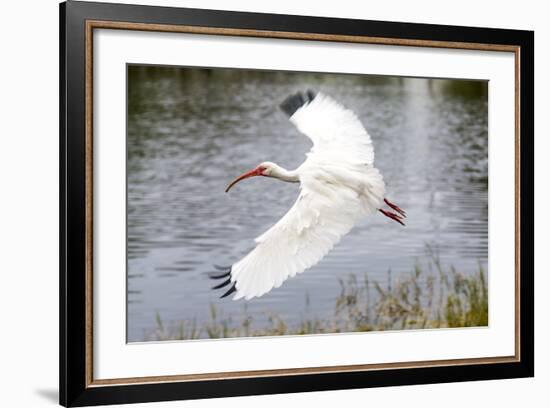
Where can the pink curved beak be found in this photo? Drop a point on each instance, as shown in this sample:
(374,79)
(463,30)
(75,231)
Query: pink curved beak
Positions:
(255,172)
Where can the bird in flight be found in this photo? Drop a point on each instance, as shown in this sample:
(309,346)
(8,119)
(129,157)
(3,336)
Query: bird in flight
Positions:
(339,185)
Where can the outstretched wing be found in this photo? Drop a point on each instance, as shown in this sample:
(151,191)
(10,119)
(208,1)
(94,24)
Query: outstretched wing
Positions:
(338,185)
(334,130)
(305,234)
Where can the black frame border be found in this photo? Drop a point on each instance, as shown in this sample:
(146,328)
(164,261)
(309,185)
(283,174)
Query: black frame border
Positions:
(72,125)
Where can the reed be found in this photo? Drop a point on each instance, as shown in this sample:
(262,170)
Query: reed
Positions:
(422,299)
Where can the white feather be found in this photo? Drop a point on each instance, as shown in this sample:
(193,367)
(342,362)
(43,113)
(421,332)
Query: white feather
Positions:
(338,186)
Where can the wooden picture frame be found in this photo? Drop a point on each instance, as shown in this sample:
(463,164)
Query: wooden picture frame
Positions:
(78,20)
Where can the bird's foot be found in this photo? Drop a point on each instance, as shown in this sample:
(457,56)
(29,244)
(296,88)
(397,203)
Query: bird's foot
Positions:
(393,216)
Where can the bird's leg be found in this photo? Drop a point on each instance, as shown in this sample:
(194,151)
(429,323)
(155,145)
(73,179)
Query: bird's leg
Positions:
(393,216)
(395,207)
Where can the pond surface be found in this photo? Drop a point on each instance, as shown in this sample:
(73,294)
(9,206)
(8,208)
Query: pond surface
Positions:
(191,131)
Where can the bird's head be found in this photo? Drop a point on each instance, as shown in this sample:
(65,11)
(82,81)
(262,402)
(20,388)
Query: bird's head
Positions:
(266,169)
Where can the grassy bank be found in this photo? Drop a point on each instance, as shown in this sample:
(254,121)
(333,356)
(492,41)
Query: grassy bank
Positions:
(423,299)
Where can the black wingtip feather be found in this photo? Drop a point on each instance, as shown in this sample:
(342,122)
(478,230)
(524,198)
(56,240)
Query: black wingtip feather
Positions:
(230,291)
(221,285)
(294,102)
(220,276)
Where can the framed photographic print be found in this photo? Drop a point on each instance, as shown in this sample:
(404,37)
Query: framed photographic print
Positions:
(255,203)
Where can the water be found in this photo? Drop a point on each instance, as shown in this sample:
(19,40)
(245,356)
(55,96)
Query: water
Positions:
(191,131)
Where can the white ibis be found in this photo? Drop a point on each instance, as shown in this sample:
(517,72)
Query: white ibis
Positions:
(338,186)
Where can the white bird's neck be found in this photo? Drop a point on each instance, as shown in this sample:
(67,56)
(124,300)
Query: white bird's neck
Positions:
(290,176)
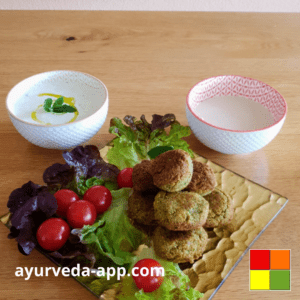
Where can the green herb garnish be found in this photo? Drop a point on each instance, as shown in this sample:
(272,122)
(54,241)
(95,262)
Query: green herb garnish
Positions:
(58,106)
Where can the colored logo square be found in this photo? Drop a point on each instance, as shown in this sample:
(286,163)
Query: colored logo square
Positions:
(280,280)
(259,280)
(259,259)
(280,259)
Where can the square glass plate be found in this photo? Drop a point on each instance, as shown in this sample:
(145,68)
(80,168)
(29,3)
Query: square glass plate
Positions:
(255,207)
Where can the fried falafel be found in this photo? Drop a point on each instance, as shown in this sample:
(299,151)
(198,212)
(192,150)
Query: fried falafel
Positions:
(172,170)
(203,180)
(220,209)
(180,211)
(179,246)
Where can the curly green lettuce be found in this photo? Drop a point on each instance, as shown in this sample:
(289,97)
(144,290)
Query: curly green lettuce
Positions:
(134,140)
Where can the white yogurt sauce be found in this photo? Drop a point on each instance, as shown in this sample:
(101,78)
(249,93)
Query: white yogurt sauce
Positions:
(234,112)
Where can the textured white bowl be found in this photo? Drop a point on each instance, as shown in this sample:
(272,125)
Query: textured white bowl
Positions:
(91,98)
(235,141)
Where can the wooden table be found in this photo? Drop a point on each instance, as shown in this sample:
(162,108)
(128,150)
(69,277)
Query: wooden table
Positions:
(149,61)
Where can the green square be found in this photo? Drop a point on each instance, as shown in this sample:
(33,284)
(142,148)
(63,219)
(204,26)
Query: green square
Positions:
(280,280)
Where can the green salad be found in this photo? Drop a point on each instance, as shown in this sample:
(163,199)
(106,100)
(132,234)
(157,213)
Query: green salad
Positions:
(111,240)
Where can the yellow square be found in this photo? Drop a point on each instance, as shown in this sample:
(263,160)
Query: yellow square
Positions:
(259,279)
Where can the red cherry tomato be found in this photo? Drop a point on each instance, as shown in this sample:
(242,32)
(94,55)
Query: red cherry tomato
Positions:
(53,234)
(150,282)
(64,199)
(81,213)
(100,196)
(125,178)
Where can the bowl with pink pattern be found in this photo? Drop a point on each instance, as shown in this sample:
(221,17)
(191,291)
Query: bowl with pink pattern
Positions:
(235,114)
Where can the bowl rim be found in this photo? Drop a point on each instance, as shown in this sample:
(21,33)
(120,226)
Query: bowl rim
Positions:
(56,125)
(235,130)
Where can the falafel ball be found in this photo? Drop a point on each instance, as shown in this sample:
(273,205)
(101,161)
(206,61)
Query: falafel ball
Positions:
(141,177)
(203,180)
(172,170)
(220,209)
(179,246)
(180,211)
(140,208)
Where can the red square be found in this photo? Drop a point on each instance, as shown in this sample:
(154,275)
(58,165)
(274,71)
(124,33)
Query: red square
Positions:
(259,259)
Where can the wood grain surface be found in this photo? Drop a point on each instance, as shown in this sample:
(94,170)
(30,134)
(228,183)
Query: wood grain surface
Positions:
(149,61)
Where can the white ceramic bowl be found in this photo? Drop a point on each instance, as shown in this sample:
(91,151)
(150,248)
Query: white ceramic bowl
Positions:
(91,101)
(234,126)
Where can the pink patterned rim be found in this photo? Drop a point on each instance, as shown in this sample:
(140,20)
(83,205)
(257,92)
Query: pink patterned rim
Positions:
(233,85)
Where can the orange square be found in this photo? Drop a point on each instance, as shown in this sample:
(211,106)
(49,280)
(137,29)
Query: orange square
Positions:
(280,260)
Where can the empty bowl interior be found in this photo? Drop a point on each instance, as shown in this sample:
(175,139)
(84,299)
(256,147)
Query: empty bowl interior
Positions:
(236,103)
(89,93)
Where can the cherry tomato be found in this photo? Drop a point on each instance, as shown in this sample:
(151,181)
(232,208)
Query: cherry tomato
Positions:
(151,282)
(53,234)
(100,196)
(125,178)
(81,213)
(64,199)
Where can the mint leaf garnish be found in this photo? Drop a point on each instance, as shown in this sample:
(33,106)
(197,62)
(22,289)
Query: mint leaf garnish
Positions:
(63,108)
(47,104)
(58,102)
(58,106)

++++

● **WORK TO DO**: Quote only the lines from the one containing "Where can the bowl with" through the final line of the records, with both ends included.

● **THE COMPLETED TASK**:
Where can the bowl with pink pattern be found in this photo? Drop a point on each instance, as shown in this sample:
(221,17)
(191,291)
Query: bowl with pink pattern
Positions:
(235,114)
Where can the bowl rim be found in this photo? Drop a point on each instance, as shown in this sample:
(21,33)
(120,226)
Query: bowl rim
Positions:
(56,125)
(235,130)
Where can the falafel ball be found in this photo? Drop a point on each instance, as shown in this sample:
(273,205)
(101,161)
(206,61)
Query: falafel ball
Positions:
(141,177)
(203,180)
(172,170)
(220,209)
(179,246)
(180,211)
(140,208)
Where can the red square be found in this photo? Drop a point on each instance, as shown in this sample:
(154,275)
(58,165)
(274,71)
(124,33)
Query: red square
Positions:
(259,259)
Where can the wood grain surface be found in this photo? Drop a point on each instance, as shown in this sample:
(94,170)
(30,134)
(228,183)
Query: wood grain surface
Positions:
(149,61)
Where can the white ceramic bowl be found in this photo? Drop a point on each instance, as shown in this sample:
(91,151)
(150,248)
Query: white ceramic bowl
Positions:
(91,101)
(234,126)
Where can the pink patterned rim be found in this photo? Drop a point on each instance, as shown in this sample:
(140,20)
(83,205)
(257,92)
Query: pink patterned rim
Positions:
(233,85)
Where can the orange square be found in this photo? Drop a point on each instance, as shown in this sample:
(211,106)
(49,280)
(137,29)
Query: orange square
Positions:
(280,260)
Where can the empty bowl interior be found in this photo? Drop a point on each instance, as shown in this sample:
(175,139)
(84,299)
(256,147)
Query: empty bowl interior
Positions:
(236,103)
(89,93)
Where can the cherry tomato be found in this photo? Drop a point on each instance, as shown in this sample:
(151,181)
(232,208)
Query: cherry tomato
Positions:
(151,282)
(53,234)
(100,196)
(125,178)
(81,213)
(64,199)
Where can the mint leaf garnish be found in this photo? Drop a point on each instance, as shown in this sample:
(33,106)
(197,62)
(22,289)
Query: mint leaf garnish
Positions:
(63,108)
(47,104)
(58,102)
(58,106)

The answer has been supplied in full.